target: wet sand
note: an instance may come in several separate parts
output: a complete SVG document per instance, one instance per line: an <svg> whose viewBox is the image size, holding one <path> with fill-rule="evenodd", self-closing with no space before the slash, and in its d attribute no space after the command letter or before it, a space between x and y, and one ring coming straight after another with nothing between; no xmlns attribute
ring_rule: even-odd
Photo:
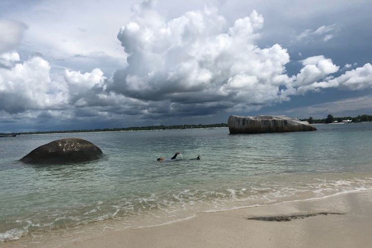
<svg viewBox="0 0 372 248"><path fill-rule="evenodd" d="M275 218L248 219L261 217ZM372 190L366 190L318 200L199 213L191 219L164 226L31 247L369 248L372 234ZM20 247L20 244L4 245Z"/></svg>

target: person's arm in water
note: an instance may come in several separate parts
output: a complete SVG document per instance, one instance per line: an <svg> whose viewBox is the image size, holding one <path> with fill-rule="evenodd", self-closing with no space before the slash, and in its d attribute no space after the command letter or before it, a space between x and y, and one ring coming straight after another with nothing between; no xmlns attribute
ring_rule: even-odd
<svg viewBox="0 0 372 248"><path fill-rule="evenodd" d="M197 155L197 157L196 158L191 158L189 159L189 160L200 160L200 154L199 154Z"/></svg>
<svg viewBox="0 0 372 248"><path fill-rule="evenodd" d="M177 157L177 155L179 154L180 153L181 153L181 152L176 152L175 155L172 158L171 158L171 159L176 159L176 158Z"/></svg>

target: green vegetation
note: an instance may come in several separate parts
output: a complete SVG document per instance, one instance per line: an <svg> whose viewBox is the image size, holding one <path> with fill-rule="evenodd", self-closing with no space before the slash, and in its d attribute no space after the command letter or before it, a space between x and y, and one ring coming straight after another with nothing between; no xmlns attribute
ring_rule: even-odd
<svg viewBox="0 0 372 248"><path fill-rule="evenodd" d="M46 131L38 132L14 132L12 133L6 133L6 134L42 134L46 133L74 133L74 132L113 132L119 131L141 131L147 130L169 130L179 129L193 129L193 128L210 128L214 127L226 127L227 124L221 123L220 124L209 124L202 125L199 124L185 124L185 125L173 125L170 126L166 125L152 125L147 126L130 126L129 127L115 128L98 128L94 129L80 129L80 130L64 130L63 131ZM0 133L0 135L4 135L5 133Z"/></svg>
<svg viewBox="0 0 372 248"><path fill-rule="evenodd" d="M346 117L333 117L331 114L328 115L326 118L322 119L314 119L310 117L309 119L301 119L301 121L307 121L310 124L318 124L322 123L332 123L337 121L338 122L342 122L342 121L349 120L353 123L362 122L372 122L372 116L363 115L358 116L356 117L347 116ZM13 132L11 133L0 133L1 135L9 134L42 134L47 133L75 133L75 132L113 132L119 131L142 131L148 130L169 130L179 129L193 129L193 128L210 128L214 127L227 127L227 124L221 123L219 124L209 124L202 125L195 124L185 124L185 125L151 125L146 126L130 126L129 127L122 127L115 128L98 128L94 129L79 129L79 130L64 130L62 131L45 131L37 132Z"/></svg>
<svg viewBox="0 0 372 248"><path fill-rule="evenodd" d="M360 123L364 122L372 122L372 116L368 115L359 115L356 117L351 117L347 116L345 117L333 117L331 114L328 115L327 118L322 119L315 120L312 117L310 117L308 119L302 119L301 121L307 121L310 124L318 124L321 123L332 123L333 122L337 121L339 123L342 123L343 121L349 120L352 123Z"/></svg>

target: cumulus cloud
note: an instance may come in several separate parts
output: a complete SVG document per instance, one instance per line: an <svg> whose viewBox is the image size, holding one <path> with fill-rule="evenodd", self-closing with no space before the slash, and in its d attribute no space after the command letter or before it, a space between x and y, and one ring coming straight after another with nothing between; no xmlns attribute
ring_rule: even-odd
<svg viewBox="0 0 372 248"><path fill-rule="evenodd" d="M0 54L0 67L12 67L19 61L19 55L15 51Z"/></svg>
<svg viewBox="0 0 372 248"><path fill-rule="evenodd" d="M11 57L18 60L19 56ZM51 79L50 71L48 62L38 57L10 69L0 67L0 109L16 113L54 108L63 102L65 96L60 84Z"/></svg>
<svg viewBox="0 0 372 248"><path fill-rule="evenodd" d="M207 6L167 19L148 0L133 7L131 20L117 35L128 55L123 63L127 65L111 76L95 66L53 75L48 62L37 54L20 61L15 51L0 54L0 121L10 116L118 123L124 117L164 120L257 111L326 88L372 87L371 64L345 71L351 68L347 64L340 75L340 66L322 55L301 61L300 71L289 76L285 48L258 46L264 20L255 10L229 21ZM302 35L323 37L335 29L322 26Z"/></svg>
<svg viewBox="0 0 372 248"><path fill-rule="evenodd" d="M311 60L312 60L313 58L311 58ZM324 61L324 60L320 61ZM299 87L291 87L296 85L299 79L300 79L300 81L304 81L301 79L305 75L306 71L305 68L306 68L307 65L306 65L301 69L301 72L294 78L293 83L289 84L287 89L282 91L282 94L283 96L303 95L308 91L319 91L322 89L327 88L337 88L340 90L354 91L362 90L372 87L372 65L371 63L367 63L362 67L347 71L335 78L332 76L325 77L329 73L333 73L332 71L337 71L338 69L339 66L336 66L333 64L331 64L331 61L323 63L323 71L327 72L324 72L322 73L321 69L316 67L315 69L306 75L308 77L307 78L311 78L312 80L307 79L305 81L307 83L300 84ZM307 72L308 71L307 71ZM317 78L320 79L318 78L322 77L324 80L316 81Z"/></svg>
<svg viewBox="0 0 372 248"><path fill-rule="evenodd" d="M27 25L24 23L0 19L0 53L14 48L27 28Z"/></svg>
<svg viewBox="0 0 372 248"><path fill-rule="evenodd" d="M205 7L166 20L148 1L137 5L118 35L129 55L108 90L144 101L232 107L276 100L288 80L287 50L255 44L264 18L253 10L229 24L218 10ZM215 104L213 105L213 103ZM186 111L186 110L185 110Z"/></svg>
<svg viewBox="0 0 372 248"><path fill-rule="evenodd" d="M327 41L334 37L335 33L338 31L338 27L336 24L323 25L319 27L316 30L306 29L296 37L298 41L305 40L309 41L310 39L322 36L323 41ZM324 36L323 36L324 35ZM294 42L294 41L292 41Z"/></svg>

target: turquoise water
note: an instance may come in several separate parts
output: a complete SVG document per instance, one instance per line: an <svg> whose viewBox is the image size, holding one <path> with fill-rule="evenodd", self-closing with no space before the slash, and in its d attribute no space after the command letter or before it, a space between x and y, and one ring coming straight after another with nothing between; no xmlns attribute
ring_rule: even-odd
<svg viewBox="0 0 372 248"><path fill-rule="evenodd" d="M253 135L215 128L2 138L0 241L97 222L116 229L150 226L200 212L372 189L372 123L316 127ZM67 137L94 143L104 157L64 165L17 161ZM176 151L184 160L156 161ZM199 153L201 160L187 160Z"/></svg>

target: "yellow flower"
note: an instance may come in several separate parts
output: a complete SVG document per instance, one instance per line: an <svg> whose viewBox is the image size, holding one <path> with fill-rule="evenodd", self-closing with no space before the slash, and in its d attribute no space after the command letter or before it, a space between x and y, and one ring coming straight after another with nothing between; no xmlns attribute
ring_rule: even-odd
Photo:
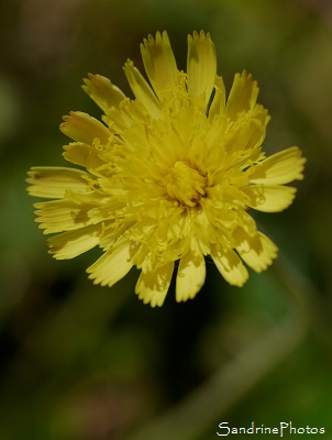
<svg viewBox="0 0 332 440"><path fill-rule="evenodd" d="M74 142L64 147L78 168L33 167L36 221L55 258L73 258L93 246L103 254L89 278L112 286L132 266L141 270L136 294L162 306L179 261L176 300L193 298L206 278L204 256L221 275L242 286L245 265L265 270L276 245L248 209L287 208L302 179L305 160L294 146L265 156L269 117L256 103L256 81L236 74L229 94L217 75L209 34L188 36L187 72L177 68L167 33L141 45L150 84L133 62L124 74L132 100L100 75L84 89L103 111L102 122L82 112L65 117L60 130Z"/></svg>

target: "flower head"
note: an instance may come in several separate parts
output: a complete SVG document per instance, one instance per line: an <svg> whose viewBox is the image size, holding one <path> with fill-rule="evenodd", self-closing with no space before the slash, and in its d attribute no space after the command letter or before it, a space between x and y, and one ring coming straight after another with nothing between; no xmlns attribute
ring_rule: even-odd
<svg viewBox="0 0 332 440"><path fill-rule="evenodd" d="M84 169L34 167L27 182L31 195L53 199L35 208L40 228L54 234L55 258L100 246L89 278L112 286L136 266L136 294L154 307L176 262L177 301L202 287L204 256L236 286L248 277L245 264L256 272L272 264L277 248L248 210L287 208L296 189L285 184L302 179L305 160L296 146L265 156L269 117L257 84L236 74L226 98L209 34L188 36L186 73L166 32L141 51L150 82L133 62L124 65L135 99L89 75L84 89L103 122L78 111L64 118L60 130L74 141L64 157Z"/></svg>

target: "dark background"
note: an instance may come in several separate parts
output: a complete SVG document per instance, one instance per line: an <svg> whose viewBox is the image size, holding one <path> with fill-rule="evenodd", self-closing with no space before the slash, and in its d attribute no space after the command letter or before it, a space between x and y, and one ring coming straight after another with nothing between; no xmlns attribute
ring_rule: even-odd
<svg viewBox="0 0 332 440"><path fill-rule="evenodd" d="M15 0L0 18L0 438L206 440L253 420L332 438L331 2ZM280 248L272 270L239 289L208 263L195 300L176 304L171 286L152 309L136 271L101 288L85 273L97 251L47 254L24 179L66 166L63 114L100 117L82 78L131 96L122 66L142 67L140 43L164 29L180 68L187 34L209 31L228 89L244 68L258 80L265 151L299 145L308 163L295 204L255 216Z"/></svg>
•••
Problem statement
Can you give back only the lines of the records between the line holding "target: green vegetation" and the line holding "131L38 132L14 132L12", inclusive, with "instance" renamed to "object" wherever it occurs and everything else left unchanged?

Response to the task
target: green vegetation
note: an object may come in several separate parts
output: a complete SVG document per object, one object per line: an <svg> whose viewBox is the image size, holding one <path> with fill-rule="evenodd", self-closing with no space before the slash, and in its d attribute no space after the command letter or before it, a space between x and y, and one ring coming straight after another with nothing between; no xmlns attribute
ring_rule: even-odd
<svg viewBox="0 0 372 248"><path fill-rule="evenodd" d="M46 131L38 132L14 132L12 133L6 133L6 134L42 134L46 133L74 133L74 132L113 132L119 131L141 131L147 130L169 130L179 129L193 129L193 128L210 128L214 127L226 127L227 124L221 123L220 124L209 124L202 125L199 124L185 124L185 125L173 125L170 126L166 125L152 125L147 126L130 126L129 127L115 128L98 128L94 129L80 129L80 130L64 130L63 131ZM0 133L0 135L4 135L5 133Z"/></svg>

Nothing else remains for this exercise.